YOUR OBJECTIVE: Your answer must contain each line of the data, copied exactly.

EXTRACTED INFORMATION:
*** Block opens ***
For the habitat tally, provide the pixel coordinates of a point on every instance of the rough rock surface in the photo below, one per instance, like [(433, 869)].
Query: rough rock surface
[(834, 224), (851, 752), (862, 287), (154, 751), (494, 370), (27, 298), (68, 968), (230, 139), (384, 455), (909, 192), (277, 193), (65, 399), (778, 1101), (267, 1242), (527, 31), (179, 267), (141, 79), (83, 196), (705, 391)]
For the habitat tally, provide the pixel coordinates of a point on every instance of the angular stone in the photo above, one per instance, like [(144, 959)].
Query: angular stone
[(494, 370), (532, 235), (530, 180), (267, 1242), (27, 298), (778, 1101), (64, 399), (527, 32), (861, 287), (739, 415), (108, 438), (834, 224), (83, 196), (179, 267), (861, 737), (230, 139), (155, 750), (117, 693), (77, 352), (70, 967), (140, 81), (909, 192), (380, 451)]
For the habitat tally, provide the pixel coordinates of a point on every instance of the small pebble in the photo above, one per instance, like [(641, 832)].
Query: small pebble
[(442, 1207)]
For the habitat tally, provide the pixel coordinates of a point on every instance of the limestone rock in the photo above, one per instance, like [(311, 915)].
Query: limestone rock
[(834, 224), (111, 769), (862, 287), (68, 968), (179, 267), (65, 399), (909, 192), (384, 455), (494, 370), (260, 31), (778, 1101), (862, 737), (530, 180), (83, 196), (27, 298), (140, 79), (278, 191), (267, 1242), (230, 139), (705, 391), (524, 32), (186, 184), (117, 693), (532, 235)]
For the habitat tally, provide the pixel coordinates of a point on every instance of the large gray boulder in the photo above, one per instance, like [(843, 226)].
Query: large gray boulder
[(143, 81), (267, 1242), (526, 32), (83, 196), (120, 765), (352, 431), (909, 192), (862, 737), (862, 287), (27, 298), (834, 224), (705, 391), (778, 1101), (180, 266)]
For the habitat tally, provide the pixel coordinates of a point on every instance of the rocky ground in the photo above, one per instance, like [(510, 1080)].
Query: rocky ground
*** Block closes ***
TASK RESULT:
For the habitat tally, provide the pixel coordinates of a point on every instance of the rough rock surface in the photo below, one per instance, like [(433, 869)].
Query: rough rock surface
[(834, 224), (851, 752), (862, 287), (154, 751), (494, 370), (27, 298), (68, 968), (230, 139), (384, 455), (909, 192), (277, 193), (65, 399), (778, 1101), (267, 1242), (527, 31), (179, 267), (141, 79), (83, 196), (705, 391)]
For the habitat tally, provide the pixel coordinates of a point on every instance of the angular stone in the photo above, one per instance, like [(144, 959)].
Query: angular stone
[(494, 370), (532, 235), (530, 180), (267, 1242), (27, 298), (778, 1101), (64, 399), (527, 32), (861, 287), (739, 415), (108, 438), (834, 224), (83, 196), (179, 267), (861, 737), (230, 139), (155, 750), (117, 693), (77, 352), (70, 967), (140, 81), (909, 192), (380, 451)]
For the habitat tally, provide the pixel coordinates of a point on every instance of the small pebble in the photo above, one per instance, like [(641, 832)].
Query: small pebble
[(442, 1207)]
For the habitat tally, provide the pixel coordinates of a point on every instance of the limestone rock in the photo above, one per instance, like [(311, 915)].
Query: limestone rock
[(834, 224), (111, 769), (862, 287), (68, 968), (179, 267), (65, 399), (909, 192), (384, 455), (494, 370), (260, 31), (778, 1101), (862, 737), (530, 180), (83, 196), (27, 298), (140, 79), (278, 191), (267, 1242), (230, 139), (705, 391), (524, 32), (186, 184), (117, 693), (532, 235)]
For the habitat tally, provide the pixel coordinates of a point on every instance of the large gray boulder in the photo above, one per instance, like [(843, 226)].
Query: large gray boulder
[(143, 81), (267, 1242), (526, 32), (83, 196), (120, 765), (352, 431), (909, 192), (862, 737), (862, 287), (27, 298), (834, 224), (705, 391), (778, 1101), (180, 266)]
For the habitat tally, provide the pixel coordinates of a point on every instance of the rocky ground in the photo above, one per instance, like [(510, 1080)].
Query: rocky ground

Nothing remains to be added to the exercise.